Исходный отрывок
········
Но, с другой стороны, я сам иногда удивляюсь, какова бывает степень моей бережности – до мистики; я буквально исхожу нежностью.
…«Нежность» – «нега» – «нагая». Именно нежная любовь – мой идеал, а не знойные страсти. Просто, как увидишь её, так хочешь подойти и обнять, и целовать, и владеть, но бережно; красиво, если хотите. Страсть опустошает и знать ничего не хочет, кроме самой себя, а моё – ровно, а, значит, и постоянно - и не мешает, а стимулирует работу.
…Ощущение безнадежности у меня выше, чем у всех писателей – как, впрочем, и многое другое – и потому я уже не могу писать как они /правда, никак ещё не могу!/. Только из-за силы и высоты я и могу с нею жить, ее писать и на ней замыкаться. «Да, так обстоит дело, и опять будут внутренние монологи, в которых одно лишь отчаяние. Но я буду отталкиваться от него, искать и расти. Иначе просто невозможно жить. И самоубийством я тем более кончать не буду, я люблю жизнь и хочу жить, я больше их люблю жизнь и во мне ее больше…»
А можно и в воскресенье «начать»?! Если на дежурство не вызовут.
…Хожу и брежу бессмысленно: «Всё и ужасно, и прекрасно, и просто, и сложно…» - помедлив, с удивлением и безнадежно махаю рукой…
Не умер и не убит, ага!
…Тело – это покрашенный объем, ограниченный контуром - так и чувственное должно быть ограничено контуром разумного. Кстати, не случайно существует семь основных красок и звуков – и неисчислимое множество сочетаний их – быть может, столько же есть и чего-то душевного…
…«Прямая линия» – это звучит почти исчерпывающе, а «кривая» – это почти ничего; и практически нельзя ее описать – тогда как жизнь – это кривые. Правда, их можно классифицировать, а в элементах находить аналогии…
Высказывание и мысль – это как вектор…
Искусство должно быть метафорично. Рассказ о пьянице – это только рассказ и только о пьянице. Всё прочее, если и есть там, то будет забиваться – сюжетом - сначала и забываться потом.
…Трудно сделать себя органичным в жизни «как она есть». Ведь легко дать и другой крен – туда, где обитает какая-нибудь «Семирамида».
…Дошло до края – то, каков я «в жизни», больше нельзя терпеть. Во мне странное для молодого человека ощущение ветхости - изгнил в повторах. Дал изгнить - бросил штукатурить и латать. Осталось просто скинуть. Я - темно-коричневая статуя из глины, которая так трескается – становясь безобразной - что ее уже невозможно поправить. Безобразное стоит перед смертью, а прекрасное перед жизнью.
Вот что только непоколебимо, пожалуй: «хлеб и насущные дела – это средства, а не цель и содержание жизни». Это содержание существования.
········
Представленные записи
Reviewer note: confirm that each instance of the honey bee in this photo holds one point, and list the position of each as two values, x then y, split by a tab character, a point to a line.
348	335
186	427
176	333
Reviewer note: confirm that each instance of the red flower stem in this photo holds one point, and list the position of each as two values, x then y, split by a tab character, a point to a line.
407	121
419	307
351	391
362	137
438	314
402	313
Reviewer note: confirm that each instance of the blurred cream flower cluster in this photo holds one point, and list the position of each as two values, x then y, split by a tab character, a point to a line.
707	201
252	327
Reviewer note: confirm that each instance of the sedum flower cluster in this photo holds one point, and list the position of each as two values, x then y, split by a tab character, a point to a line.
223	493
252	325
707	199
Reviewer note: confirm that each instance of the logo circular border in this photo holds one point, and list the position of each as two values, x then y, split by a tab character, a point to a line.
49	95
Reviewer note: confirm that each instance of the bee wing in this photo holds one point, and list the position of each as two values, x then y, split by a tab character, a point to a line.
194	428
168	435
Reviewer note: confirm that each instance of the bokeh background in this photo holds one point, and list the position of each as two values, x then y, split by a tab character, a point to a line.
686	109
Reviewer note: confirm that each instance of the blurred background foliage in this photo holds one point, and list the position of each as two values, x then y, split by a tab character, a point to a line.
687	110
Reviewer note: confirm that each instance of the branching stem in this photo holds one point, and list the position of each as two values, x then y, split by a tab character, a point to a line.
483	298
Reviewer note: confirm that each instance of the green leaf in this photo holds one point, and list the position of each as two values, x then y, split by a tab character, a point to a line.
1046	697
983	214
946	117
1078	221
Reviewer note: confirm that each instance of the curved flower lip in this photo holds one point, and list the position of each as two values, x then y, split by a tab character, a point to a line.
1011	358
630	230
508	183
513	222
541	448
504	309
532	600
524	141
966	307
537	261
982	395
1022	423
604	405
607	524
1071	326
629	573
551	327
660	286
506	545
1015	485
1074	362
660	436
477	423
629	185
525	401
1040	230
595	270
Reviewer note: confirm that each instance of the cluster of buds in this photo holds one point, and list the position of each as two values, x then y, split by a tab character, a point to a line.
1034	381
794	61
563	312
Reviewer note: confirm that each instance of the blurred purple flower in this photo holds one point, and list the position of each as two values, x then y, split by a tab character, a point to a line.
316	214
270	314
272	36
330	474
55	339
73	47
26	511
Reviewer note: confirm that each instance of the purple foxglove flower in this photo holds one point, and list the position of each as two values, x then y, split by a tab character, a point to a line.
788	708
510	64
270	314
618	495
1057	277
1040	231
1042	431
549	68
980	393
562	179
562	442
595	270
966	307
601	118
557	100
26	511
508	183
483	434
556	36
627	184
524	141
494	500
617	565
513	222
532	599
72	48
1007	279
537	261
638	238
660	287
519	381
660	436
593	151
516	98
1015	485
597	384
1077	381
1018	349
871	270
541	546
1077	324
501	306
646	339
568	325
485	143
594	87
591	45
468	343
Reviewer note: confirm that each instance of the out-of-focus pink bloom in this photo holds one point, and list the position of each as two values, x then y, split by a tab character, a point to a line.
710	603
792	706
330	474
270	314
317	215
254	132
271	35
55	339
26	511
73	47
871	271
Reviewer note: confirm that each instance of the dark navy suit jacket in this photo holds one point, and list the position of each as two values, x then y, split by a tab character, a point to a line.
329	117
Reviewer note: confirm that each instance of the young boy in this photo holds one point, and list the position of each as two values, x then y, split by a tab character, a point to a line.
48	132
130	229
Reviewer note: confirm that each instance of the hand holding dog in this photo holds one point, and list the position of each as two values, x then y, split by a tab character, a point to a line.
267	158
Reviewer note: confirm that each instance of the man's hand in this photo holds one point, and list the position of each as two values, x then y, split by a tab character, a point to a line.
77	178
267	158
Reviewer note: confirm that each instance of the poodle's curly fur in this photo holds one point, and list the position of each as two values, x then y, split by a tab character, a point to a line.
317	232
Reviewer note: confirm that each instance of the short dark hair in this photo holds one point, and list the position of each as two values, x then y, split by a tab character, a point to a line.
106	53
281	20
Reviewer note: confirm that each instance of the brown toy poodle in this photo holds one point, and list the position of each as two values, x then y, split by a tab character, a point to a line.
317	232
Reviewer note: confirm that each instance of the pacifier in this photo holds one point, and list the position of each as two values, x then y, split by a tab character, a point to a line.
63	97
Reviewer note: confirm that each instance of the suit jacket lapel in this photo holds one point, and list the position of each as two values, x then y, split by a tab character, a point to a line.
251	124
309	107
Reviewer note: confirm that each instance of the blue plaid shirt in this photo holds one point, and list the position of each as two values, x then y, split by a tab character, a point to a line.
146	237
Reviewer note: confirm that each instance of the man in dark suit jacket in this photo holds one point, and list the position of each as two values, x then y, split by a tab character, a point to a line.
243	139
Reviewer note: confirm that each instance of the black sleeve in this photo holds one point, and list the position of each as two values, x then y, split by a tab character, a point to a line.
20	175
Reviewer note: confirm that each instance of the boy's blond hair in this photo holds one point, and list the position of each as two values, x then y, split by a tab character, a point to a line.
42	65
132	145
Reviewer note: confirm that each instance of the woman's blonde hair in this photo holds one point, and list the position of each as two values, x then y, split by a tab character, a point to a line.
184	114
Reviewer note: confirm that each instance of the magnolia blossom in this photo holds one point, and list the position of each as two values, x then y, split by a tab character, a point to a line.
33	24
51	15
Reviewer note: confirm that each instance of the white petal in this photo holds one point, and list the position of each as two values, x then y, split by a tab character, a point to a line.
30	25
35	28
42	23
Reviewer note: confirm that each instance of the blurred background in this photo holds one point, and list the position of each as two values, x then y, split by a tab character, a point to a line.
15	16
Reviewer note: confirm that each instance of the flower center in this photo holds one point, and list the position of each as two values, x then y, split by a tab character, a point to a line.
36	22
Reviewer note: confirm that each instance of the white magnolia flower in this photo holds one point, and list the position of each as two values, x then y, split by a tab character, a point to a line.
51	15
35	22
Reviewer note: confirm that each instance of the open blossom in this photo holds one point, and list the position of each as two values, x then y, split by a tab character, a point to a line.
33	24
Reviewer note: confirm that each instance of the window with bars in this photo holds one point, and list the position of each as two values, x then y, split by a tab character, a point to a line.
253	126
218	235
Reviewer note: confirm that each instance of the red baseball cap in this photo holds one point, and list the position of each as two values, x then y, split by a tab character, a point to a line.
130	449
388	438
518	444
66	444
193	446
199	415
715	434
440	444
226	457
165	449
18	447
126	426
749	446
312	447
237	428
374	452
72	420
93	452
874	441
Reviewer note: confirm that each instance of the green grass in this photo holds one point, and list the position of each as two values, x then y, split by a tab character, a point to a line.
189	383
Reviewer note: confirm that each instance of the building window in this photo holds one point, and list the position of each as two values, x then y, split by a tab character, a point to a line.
········
Задание 1
Назовите все действия, которые, согласно отрывку, хочется совершить, как только увидишь её.
Задание 2
Воспроизведите из отрывка весь фрагмент, начиная со слов «Но, с другой» и вниз до слов «а стимулирует работу.».
Записи представляют собой отдельный, самостоятельный материал.

Ответ 1
подойти, обнять, целовать, владеть

Ответ 2
Но, с другой стороны, я сам иногда удивляюсь, какова бывает степень моей бережности – до мистики; я буквально исхожу нежностью.
…«Нежность» – «нега» – «нагая». Именно нежная любовь – мой идеал, а не знойные страсти. Просто, как увидишь её, так хочешь подойти и обнять, и целовать, и владеть, но бережно; красиво, если хотите. Страсть опустошает и знать ничего не хочет, кроме самой себя, а моё – ровно, а, значит, и постоянно - и не мешает, а стимулирует работу.